• _Aim of the task_: What you return should match the data below exactly, line for line.

BEGIN Records shown

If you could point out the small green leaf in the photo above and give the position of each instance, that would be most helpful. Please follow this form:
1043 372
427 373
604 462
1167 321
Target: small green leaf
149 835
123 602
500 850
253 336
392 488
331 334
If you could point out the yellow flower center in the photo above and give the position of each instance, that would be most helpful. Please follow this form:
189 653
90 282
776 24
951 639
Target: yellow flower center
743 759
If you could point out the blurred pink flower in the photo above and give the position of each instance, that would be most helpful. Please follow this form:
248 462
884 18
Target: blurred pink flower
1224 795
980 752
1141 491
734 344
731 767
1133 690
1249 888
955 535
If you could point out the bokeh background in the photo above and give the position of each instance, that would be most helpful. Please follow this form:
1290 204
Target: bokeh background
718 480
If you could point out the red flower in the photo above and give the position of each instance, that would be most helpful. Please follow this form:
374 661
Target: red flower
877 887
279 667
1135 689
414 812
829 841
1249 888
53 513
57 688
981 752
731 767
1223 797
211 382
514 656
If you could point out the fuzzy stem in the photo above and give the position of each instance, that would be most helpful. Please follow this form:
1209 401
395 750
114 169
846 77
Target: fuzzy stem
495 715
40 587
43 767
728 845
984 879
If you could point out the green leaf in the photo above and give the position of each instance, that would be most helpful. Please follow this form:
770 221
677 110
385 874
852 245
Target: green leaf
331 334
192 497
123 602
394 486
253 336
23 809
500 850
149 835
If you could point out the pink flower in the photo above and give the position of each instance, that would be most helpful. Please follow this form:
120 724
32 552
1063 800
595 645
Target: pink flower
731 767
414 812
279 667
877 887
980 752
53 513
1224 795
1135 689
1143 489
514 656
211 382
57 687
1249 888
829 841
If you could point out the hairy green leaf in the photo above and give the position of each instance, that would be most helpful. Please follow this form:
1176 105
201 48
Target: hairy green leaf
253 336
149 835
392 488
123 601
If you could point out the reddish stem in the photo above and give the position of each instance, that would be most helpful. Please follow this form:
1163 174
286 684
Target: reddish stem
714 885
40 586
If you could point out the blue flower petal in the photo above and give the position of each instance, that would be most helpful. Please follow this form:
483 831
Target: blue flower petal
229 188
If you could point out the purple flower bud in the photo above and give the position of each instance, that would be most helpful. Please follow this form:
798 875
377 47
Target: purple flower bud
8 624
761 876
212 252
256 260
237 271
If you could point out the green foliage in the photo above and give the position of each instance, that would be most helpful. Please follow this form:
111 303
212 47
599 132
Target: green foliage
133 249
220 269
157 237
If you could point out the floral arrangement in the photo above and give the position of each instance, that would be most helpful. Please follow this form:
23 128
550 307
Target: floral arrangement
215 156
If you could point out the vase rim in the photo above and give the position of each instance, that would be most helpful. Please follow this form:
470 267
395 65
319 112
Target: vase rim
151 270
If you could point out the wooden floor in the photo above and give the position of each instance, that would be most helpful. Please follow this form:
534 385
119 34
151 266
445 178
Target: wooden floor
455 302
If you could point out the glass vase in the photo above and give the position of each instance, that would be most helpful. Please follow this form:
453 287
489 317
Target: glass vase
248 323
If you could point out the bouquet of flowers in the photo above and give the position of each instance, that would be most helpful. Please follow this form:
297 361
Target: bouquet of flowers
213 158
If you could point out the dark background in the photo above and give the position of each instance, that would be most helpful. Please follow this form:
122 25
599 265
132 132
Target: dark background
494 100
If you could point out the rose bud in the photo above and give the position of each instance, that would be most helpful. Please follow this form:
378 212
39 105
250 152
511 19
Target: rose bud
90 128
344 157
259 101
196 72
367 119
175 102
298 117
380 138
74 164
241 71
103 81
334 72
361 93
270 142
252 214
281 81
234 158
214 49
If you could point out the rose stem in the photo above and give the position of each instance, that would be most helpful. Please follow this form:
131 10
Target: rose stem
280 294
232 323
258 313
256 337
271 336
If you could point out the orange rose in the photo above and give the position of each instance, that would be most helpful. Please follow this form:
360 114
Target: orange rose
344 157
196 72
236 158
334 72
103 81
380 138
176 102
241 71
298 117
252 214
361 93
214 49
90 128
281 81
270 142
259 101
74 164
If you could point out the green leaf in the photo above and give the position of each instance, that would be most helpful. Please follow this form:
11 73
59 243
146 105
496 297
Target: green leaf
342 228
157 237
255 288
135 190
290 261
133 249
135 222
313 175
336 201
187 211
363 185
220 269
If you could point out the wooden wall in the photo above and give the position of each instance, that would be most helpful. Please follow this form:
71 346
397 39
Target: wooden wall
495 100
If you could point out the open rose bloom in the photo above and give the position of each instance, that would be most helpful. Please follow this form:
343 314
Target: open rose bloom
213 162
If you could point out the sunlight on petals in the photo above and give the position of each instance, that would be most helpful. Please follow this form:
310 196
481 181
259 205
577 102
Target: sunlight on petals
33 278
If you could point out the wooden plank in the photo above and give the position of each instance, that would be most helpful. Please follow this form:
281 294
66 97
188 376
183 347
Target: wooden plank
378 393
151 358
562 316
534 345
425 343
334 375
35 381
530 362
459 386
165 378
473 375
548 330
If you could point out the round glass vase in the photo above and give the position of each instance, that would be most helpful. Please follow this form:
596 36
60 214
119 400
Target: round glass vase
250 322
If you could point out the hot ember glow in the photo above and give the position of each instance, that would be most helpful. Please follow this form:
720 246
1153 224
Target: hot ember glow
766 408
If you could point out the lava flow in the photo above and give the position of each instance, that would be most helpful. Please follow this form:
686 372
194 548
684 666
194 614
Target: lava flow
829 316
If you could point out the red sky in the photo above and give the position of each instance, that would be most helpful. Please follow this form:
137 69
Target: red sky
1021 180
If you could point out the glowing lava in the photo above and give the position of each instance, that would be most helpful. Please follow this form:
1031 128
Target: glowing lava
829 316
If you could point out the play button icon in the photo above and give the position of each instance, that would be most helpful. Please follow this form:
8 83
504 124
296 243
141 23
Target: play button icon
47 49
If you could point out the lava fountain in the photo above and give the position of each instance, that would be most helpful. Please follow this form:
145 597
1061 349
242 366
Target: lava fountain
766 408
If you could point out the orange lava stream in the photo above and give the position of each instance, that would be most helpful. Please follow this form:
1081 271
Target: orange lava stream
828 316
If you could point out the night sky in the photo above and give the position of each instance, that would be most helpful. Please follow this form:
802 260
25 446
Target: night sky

END Records shown

• _Output below_:
If you could point out the small green leaf in the photo above and give the position of each instance, that would be most helpful. Please follow this form:
1043 372
427 373
604 462
1167 321
Target: small green leaf
149 835
123 602
500 850
253 336
392 488
331 334
If you could point out the yellow flower center in the photo above and give the position of each instance, that would be most helpful. Please follow this form:
189 653
90 282
776 24
951 639
Target: yellow flower center
743 759
If you could point out the blurred pink flower in the photo above and give the position of each instance, that would be most helpful. Please follow this form:
248 462
884 18
Target: blurred pink flower
1224 795
980 752
1141 491
734 344
731 767
1133 690
1249 888
955 535
If you could point out the bokeh background in the photo above and give the position of each instance, that would be most helpful. Please follow this form:
1290 204
Target: bokeh background
718 480
If you could point out the red flower in the photo above and give the position of each instance, that would be most helpful. Please follow this form:
374 661
Target: red flower
877 887
279 667
1135 689
414 812
829 841
1249 888
53 513
57 688
981 752
731 767
1223 797
211 382
514 656
If you could point out the fuzzy stem in the photo above and give the position of each instance, that would be most helpful. Please follow this form:
1209 401
395 750
114 169
846 77
Target: fuzzy stem
495 715
40 587
43 767
728 845
984 879
If you could point out the green leaf in the photo above and give the position of each instance, that would be most helpful. Please follow this form:
770 221
677 110
385 874
852 245
Target: green leaf
331 334
192 497
123 602
394 486
253 336
23 809
500 850
149 835
If you could point out the pink flower in the photo above and give the position of each instance, that would be most helpful. Please follow this form:
120 724
32 552
1063 800
595 645
Target: pink flower
731 767
414 812
279 667
877 887
980 752
53 513
1224 795
1135 689
1143 489
514 656
211 382
57 687
1249 888
829 841
If you could point out the hairy green leaf in the photo above and give the position of each instance, that would be most helpful. Please follow this form:
1176 105
201 48
Target: hairy green leaf
253 336
149 835
392 488
123 601
If you could point out the reddish stem in the photo above and give the position of each instance, that would be most helpful. Please follow this form:
1163 174
286 684
Target: reddish stem
714 885
40 586
If you could point out the blue flower petal in the photo above and give the position of each instance, that would be most helpful. Please follow this form:
483 831
Target: blue flower petal
229 188
If you could point out the purple flower bud in the photo above and give the position of each instance, that would be most helpful. Please follow this form:
798 875
377 47
Target: purple flower bud
8 624
761 876
212 252
256 260
237 271
If you could point out the green foliage in the photo above and give the position of each instance, that would be most helpful. Please follow this form:
111 303
212 47
599 132
Target: green foliage
133 249
220 269
157 237
If you could point out the floral arrangement in the photo above and give the position of each instance, that would be most helpful. Please follow this form:
23 128
550 307
Target: floral arrangement
215 156
If you could point out the vase rim in the photo above and give the position of each instance, that would be most helpful. Please follow this form:
470 267
395 65
319 112
Target: vase rim
151 270
If you could point out the wooden floor in the photo above and give the position of each instance, that would be most helpful. Please follow this form:
534 385
119 34
151 266
445 178
Target: wooden floor
455 302
If you could point out the glass vase in the photo above and give the position of each instance, that would be most helpful. Please follow this form:
453 287
489 317
Target: glass vase
248 323
If you could point out the bouquet of flowers in the photo above and give the position of each instance, that would be most helpful. Please follow this form:
297 361
Target: bouquet of flowers
213 158
If you could point out the dark background in the photo above and give the position of each instance, that would be most helpful. Please follow this form:
122 25
599 265
132 132
Target: dark background
494 100
If you could point out the rose bud in the photo above and give the position of each instance, that would be most helpful. Please follow this form:
378 212
39 105
250 152
511 19
Target: rose bud
90 128
344 157
259 101
196 72
367 119
175 102
298 117
380 138
74 164
241 71
103 81
334 72
361 93
270 142
252 214
281 81
234 158
214 49
If you could point out the rose stem in the photo above and give the position of each instance, that would be most helpful. Please follow this form:
131 10
Target: rose stem
280 294
232 323
258 313
256 337
271 336
If you could point out the orange rose in the photo above and give the position of each instance, that would be most helpful. Please follow this form:
360 114
Target: orange rose
344 157
196 72
236 158
334 72
103 81
380 138
176 102
241 71
298 117
252 214
361 93
214 49
90 128
281 81
270 142
259 101
74 164
If you could point out the green leaf in the photo above and give the position of each instance, that would be most helpful. Please follow this form:
11 73
59 243
146 105
496 297
Target: green leaf
342 228
157 237
255 288
135 190
290 261
133 249
135 222
313 175
336 201
187 211
363 185
220 269
If you could point out the wooden wall in the photo above and give the position of each instance, that would be most helpful. Please follow this form:
71 346
397 39
Target: wooden wall
495 100
If you could point out the open rose bloom in the photo above and give the position of each instance, that would be most helpful. Please follow this form:
343 314
Target: open rose bloom
213 162
If you could point out the sunlight on petals in the photo above and give the position of each instance, that would be most helpful. Please follow this form:
310 196
481 181
259 205
577 102
Target: sunlight on petals
33 278
If you could point out the wooden plank in the photo above and give the position of each instance, that would be most helpful. Please follow this form:
281 294
66 97
188 376
183 347
Target: wooden plank
378 393
151 358
562 316
534 345
425 343
334 375
35 381
530 362
459 386
165 378
473 375
548 330
If you could point out the round glass vase in the photo above and give the position of each instance, that would be most helpful. Please follow this form:
596 36
60 214
119 400
Target: round glass vase
250 322
If you could point out the hot ember glow in the photo above and give the position of each instance, that would be most helpful. Please follow this form:
720 246
1153 224
Target: hot ember glow
766 408
If you could point out the lava flow in the photo above and give the position of each instance, that would be most helpful. Please follow this form:
686 372
194 548
684 666
194 614
Target: lava flow
829 316
If you could point out the red sky in the photo above and give the position of each instance, that would be most helpful. Please follow this form:
137 69
Target: red sky
1021 180
If you could point out the glowing lava in the photo above and give the position of each instance, that would be most helpful. Please follow this form:
1031 128
Target: glowing lava
829 316
If you could point out the play button icon in the photo above and give the position of each instance, that would be most helpful. Please follow this form:
8 83
504 124
296 243
141 23
Target: play button icon
47 49
If you could point out the lava fountain in the photo above and give the position of each instance, that would be most helpful. Please follow this form:
145 597
1061 349
242 366
Target: lava fountain
766 408
If you could point out the orange lava stream in the photo above and give the position of each instance, that would be most helpful. Please follow this form:
1081 271
Target: orange lava stream
828 316
If you could point out the night sky in the photo above and give the position of each instance, that would be most helpful. Please follow this form:
802 260
25 446
Target: night sky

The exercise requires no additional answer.